● AIM OF THE EXERCISE:
Repeat only the lines from the one holding "[locate] overcast cloud (one dot each)" down to the last line of the listing below, including both of those lines.

● SUPPLIED DATA:
--- Begin ---

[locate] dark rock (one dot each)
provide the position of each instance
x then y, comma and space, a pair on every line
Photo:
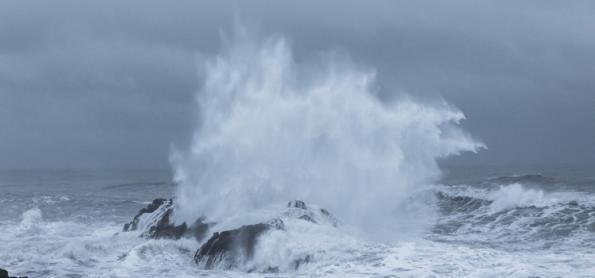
157, 219
229, 249
297, 204
307, 218
152, 207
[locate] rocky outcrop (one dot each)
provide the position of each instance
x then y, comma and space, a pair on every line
155, 221
234, 248
229, 249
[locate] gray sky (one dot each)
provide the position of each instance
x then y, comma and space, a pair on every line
112, 84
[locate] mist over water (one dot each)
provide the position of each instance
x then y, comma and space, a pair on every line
273, 129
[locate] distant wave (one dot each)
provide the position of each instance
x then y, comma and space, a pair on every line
513, 213
138, 184
524, 179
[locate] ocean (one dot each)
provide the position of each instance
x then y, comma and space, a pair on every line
489, 222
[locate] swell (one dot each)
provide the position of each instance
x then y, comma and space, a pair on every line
474, 220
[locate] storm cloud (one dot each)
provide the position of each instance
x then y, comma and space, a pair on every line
112, 83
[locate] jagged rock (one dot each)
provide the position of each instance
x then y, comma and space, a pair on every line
152, 207
297, 204
299, 210
229, 249
155, 221
234, 248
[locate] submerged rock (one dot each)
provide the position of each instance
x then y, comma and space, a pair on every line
155, 222
229, 249
235, 248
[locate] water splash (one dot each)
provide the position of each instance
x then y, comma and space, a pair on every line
272, 130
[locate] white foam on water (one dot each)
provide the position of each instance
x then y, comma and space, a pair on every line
273, 130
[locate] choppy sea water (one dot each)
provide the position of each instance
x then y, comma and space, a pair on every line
490, 222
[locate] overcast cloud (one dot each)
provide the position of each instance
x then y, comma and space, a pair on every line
112, 83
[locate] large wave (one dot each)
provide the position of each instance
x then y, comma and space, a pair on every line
272, 130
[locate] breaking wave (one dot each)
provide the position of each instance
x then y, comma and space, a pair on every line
272, 130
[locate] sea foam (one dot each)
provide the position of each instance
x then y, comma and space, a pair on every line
272, 129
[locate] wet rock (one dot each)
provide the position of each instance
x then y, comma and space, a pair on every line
156, 222
297, 204
299, 210
232, 248
152, 207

--- End ---

● EXERCISE RESPONSE:
[locate] overcast cloud (one dot each)
provide the position of each instance
x then y, comma and space, a pair on every line
112, 83
[locate] large wave (one dot each)
provide the position of each instance
x then y, comma and space, a pair on every line
272, 130
[locate] breaking wave (one dot each)
provide the position of each instance
x then y, comma and space, a pair on every line
272, 130
[locate] sea foam (one dot each)
provide the position of each instance
x then y, comma and space, a pair on every line
272, 129
[locate] wet rock (one dot each)
provide the position of each instance
x then y, comma and space, a pair on every line
156, 222
297, 204
299, 210
232, 248
152, 207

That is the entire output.